DATASET RECORDS:
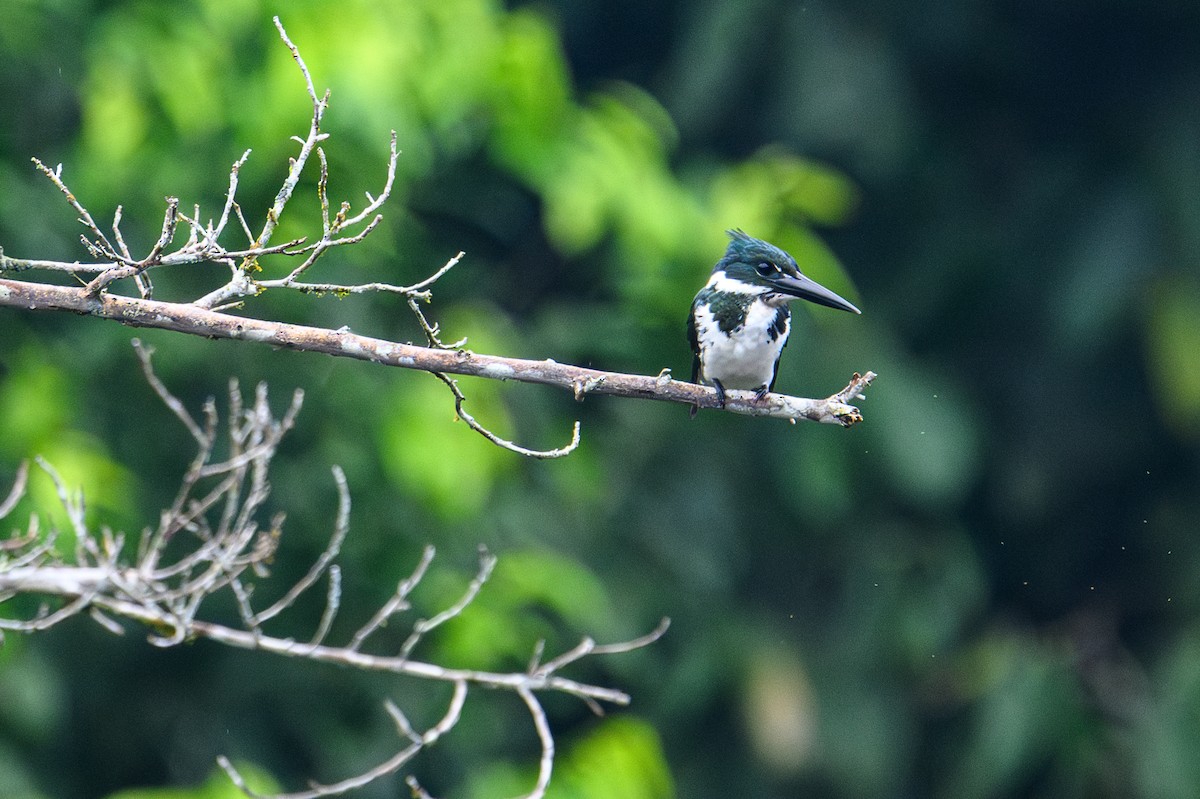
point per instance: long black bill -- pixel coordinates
(809, 289)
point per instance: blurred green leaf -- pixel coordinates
(1174, 340)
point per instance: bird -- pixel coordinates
(739, 320)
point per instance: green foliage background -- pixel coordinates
(989, 589)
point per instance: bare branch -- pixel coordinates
(579, 380)
(166, 586)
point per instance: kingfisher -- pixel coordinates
(739, 320)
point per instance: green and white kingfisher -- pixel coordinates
(739, 320)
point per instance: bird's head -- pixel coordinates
(765, 266)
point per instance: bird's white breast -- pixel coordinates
(745, 356)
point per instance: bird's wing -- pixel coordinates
(694, 341)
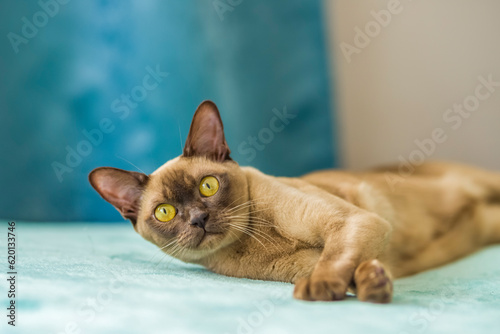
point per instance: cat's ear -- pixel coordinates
(121, 188)
(206, 135)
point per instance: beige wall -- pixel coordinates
(398, 88)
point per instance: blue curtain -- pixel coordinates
(98, 82)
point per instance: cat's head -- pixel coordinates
(191, 206)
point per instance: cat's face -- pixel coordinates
(194, 206)
(191, 206)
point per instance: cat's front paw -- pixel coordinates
(373, 282)
(320, 289)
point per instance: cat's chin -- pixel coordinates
(206, 243)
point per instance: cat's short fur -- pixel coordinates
(327, 232)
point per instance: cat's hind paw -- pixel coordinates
(373, 283)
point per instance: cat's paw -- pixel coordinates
(373, 283)
(320, 289)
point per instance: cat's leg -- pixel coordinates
(373, 282)
(474, 231)
(361, 238)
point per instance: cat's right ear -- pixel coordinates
(121, 188)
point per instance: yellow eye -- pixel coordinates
(209, 186)
(165, 212)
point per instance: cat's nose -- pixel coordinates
(199, 219)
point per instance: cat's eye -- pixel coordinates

WORK INSTRUCTIONS: Rewrite the data from the line containing "point per instance: yellow" through the end of the data, keeping the requests unchanged. Scale every pixel coordinate in the answers by 1.85 and round each to a whole number, with halves rounded up.

RESULT FOR THIS TASK:
point per instance: yellow eye -- pixel coordinates
(387, 344)
(305, 392)
point per instance: cat's nose -- pixel coordinates
(368, 405)
point per instance: cat's eye -- pixel coordinates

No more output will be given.